• **TASK OBJECTIVE**:
Rewrite every entry below, putting "Locations" wherever "Markers" appears and leaving everything else the same.

>>>

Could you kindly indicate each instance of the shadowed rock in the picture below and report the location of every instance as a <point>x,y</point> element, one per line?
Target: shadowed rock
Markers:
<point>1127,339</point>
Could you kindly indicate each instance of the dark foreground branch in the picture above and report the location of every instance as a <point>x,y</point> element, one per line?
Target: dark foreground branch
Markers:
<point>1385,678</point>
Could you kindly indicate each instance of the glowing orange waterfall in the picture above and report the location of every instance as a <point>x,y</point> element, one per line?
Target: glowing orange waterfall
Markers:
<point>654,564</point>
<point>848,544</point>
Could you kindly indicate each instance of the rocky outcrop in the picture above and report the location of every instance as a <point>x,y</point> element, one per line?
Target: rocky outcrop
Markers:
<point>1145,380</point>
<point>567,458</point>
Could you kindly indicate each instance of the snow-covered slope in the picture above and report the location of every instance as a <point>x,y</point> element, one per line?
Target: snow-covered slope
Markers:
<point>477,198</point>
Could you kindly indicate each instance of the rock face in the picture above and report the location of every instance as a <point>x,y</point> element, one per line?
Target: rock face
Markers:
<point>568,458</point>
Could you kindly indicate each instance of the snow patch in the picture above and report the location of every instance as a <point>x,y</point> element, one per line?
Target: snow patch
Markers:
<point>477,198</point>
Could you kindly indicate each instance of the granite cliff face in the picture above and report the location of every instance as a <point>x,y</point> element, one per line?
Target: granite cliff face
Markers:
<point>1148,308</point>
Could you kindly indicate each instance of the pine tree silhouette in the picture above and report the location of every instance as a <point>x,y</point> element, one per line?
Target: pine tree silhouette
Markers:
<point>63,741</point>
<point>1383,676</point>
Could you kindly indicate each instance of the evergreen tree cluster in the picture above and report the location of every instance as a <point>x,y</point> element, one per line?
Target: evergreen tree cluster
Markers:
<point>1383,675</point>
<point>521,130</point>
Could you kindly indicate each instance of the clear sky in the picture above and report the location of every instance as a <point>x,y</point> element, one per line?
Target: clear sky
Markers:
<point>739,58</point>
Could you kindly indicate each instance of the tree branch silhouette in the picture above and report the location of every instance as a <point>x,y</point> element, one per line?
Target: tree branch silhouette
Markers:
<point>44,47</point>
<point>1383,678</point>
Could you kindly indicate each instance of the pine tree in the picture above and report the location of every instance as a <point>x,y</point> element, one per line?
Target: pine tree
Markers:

<<<

• **ANSWER TO THIS EXERCISE**:
Could you kindly indicate each instance of the shadowed rock in the picture below and report the location of every instance as a <point>x,y</point> element, one per line?
Target: shadowed rock
Locations:
<point>1127,339</point>
Could you kindly indicate each instance of the dark foreground branch in the picture above and report the location of every instance as a <point>x,y</point> element, one per line?
Target: dark foreground branch
Locations:
<point>1385,678</point>
Could you kindly indicate each instance of the glowing orange waterfall in the picture above and report the location of every instance as a <point>x,y</point> element, one per line?
Target: glowing orange waterfall
Locations:
<point>654,564</point>
<point>848,544</point>
Could you kindly indicate each instance of the rocky outcrop in the picture above and report the location of every instance as a <point>x,y</point> element, one per line?
Target: rocky outcrop
Locations:
<point>1145,380</point>
<point>567,458</point>
Could you kindly indicate each instance of the snow-covered slope in the picture above and report the location of every instance as a <point>x,y</point> element, one per line?
Target: snow-covered slope
Locations:
<point>477,198</point>
Could you kindly indicate each instance of the rock face in the picture above and report the location of every instance as a <point>x,y</point> element, one per line?
Target: rock face
Locations:
<point>568,458</point>
Could you kindly indicate each instance of the snow patch in the picture above and report the location of every instance as a <point>x,y</point> element, one per line?
Target: snow patch
Locations:
<point>477,198</point>
Could you kindly indicate each instance of the granite cliff face in the picture above and report the location of every instance as a <point>x,y</point> element, one per line?
Target: granite cliff face
Locations:
<point>1148,308</point>
Could you kindly indicate each instance of the pine tree silhouette in the picture above and report the location of every instance as a <point>x,y</point> element, one per line?
Target: pine tree silhouette
Locations:
<point>63,741</point>
<point>1383,676</point>
Could you kindly indicate each instance of the evergreen tree cluster in the picture above and report the location of every instance as a <point>x,y</point> element, one per line?
Target: evergreen tree cluster
Locations:
<point>1383,675</point>
<point>521,130</point>
Could you kindly indicate each instance of the clear sky in the picture above and report the location of every instance as a <point>x,y</point> element, one per line?
Target: clear sky
Locations:
<point>739,58</point>
Could you kindly indicate each instance of the tree branch silhouette in the picture above and report the location of every instance as a <point>x,y</point> element, one per line?
Target: tree branch silhouette
Locations:
<point>44,47</point>
<point>1383,678</point>
Could you kindly indicate each instance of the pine tree in the picture above and report the location of every instance as a <point>x,y</point> element, one per line?
Target: pine tree
Locations:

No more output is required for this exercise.